== TASK INPUT ==
___
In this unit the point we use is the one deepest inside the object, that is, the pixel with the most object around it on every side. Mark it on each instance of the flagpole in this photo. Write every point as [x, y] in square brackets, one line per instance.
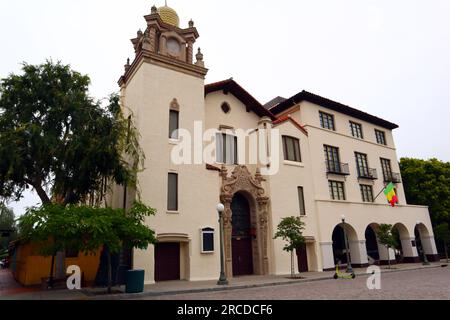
[379, 194]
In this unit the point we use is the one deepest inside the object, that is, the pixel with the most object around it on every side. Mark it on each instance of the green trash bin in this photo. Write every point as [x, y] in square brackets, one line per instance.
[134, 281]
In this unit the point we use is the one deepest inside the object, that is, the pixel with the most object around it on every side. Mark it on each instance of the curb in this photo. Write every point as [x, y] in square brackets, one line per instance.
[238, 287]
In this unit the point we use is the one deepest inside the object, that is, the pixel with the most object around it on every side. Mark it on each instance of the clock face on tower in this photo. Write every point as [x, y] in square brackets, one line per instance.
[173, 47]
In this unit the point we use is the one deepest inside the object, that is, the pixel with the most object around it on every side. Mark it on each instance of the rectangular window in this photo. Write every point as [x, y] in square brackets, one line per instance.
[332, 158]
[337, 191]
[362, 165]
[174, 124]
[71, 253]
[172, 193]
[381, 137]
[291, 148]
[356, 130]
[387, 169]
[327, 121]
[226, 149]
[367, 193]
[207, 240]
[301, 200]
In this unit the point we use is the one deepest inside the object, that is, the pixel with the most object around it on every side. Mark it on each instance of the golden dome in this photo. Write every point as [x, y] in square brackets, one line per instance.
[169, 16]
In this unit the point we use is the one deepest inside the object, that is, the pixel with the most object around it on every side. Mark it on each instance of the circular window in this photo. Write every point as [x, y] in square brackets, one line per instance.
[226, 107]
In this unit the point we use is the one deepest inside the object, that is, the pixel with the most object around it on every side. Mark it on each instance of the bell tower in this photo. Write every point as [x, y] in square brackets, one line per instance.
[165, 43]
[162, 89]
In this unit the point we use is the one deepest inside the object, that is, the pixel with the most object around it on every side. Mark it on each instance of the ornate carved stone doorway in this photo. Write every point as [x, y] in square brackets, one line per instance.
___
== PROBLEM DETAILS ==
Retype every line of the data above word for word, and leave the picture out of your copy.

== OUTPUT OF THE TASK ==
In this unit the point we use is the one deepest inside the object, that is, the pixel with the most object around it on every side. Mark it on each instance of the flagpole in this photo. Write every point as [x, y] in square brackets, one line per instance.
[379, 194]
In this unit the point we use is the one deepest inside the object, that is, the pixel with the most object around it on every side. Mark it on each instance of the green trash bin in this photo. Write every point as [x, y] in square brackets, one line per instance.
[134, 281]
In this unit the point we use is the one deepest inside the object, that is, the pixel with the most object around it on every side. Mark it on each instance of the curb in this photo. Write every point as [x, y] in square brackets, one line per instance.
[238, 287]
In this unit the point we use is the one deepest inside the object, that is, the pixel with the most object around it on every side. Mark it on each instance of the clock face on tower in this photo. Write every point as [x, y] in square brackets, one line per instance.
[173, 47]
In this unit the point we use is the one deepest inside the object, that is, the pixel with the most object around it on every side. Mark it on each instance of the rectangular window in this photo. Write every point as [x, y] in square brackets, one line per instance.
[332, 158]
[337, 191]
[362, 165]
[174, 124]
[71, 253]
[172, 193]
[381, 137]
[291, 148]
[356, 130]
[387, 169]
[327, 121]
[226, 149]
[367, 193]
[207, 240]
[301, 200]
In this unit the point we use is the one deepest inside the object, that is, the pixel with the most object around it on every side. Mark it on each instance of the golden dome in this photo. Write every point as [x, y] in square brackets, one line per instance.
[169, 16]
In this unit the point we use is the one deepest inside the object, that is, the pixel with the most object around it on every side. Mark it on each instance of the circular window in this photo. Write every point as [x, y] in square brackets, one line per instance.
[226, 107]
In this unit the point we use is the one deepest inside the object, that is, the pixel with the most object around it on every side. Mark it on each instance of the bell tower in this photo. Write every point as [x, y] in square brackets, one line per instance.
[165, 43]
[162, 89]
In this unit the point we use is the one deepest inside the object, that is, the pixel with the most object around it on every side. Mark it on each instance of the ornate carved stone doorway in this photo. Write every point as [x, y] in square brackets, one line per instance.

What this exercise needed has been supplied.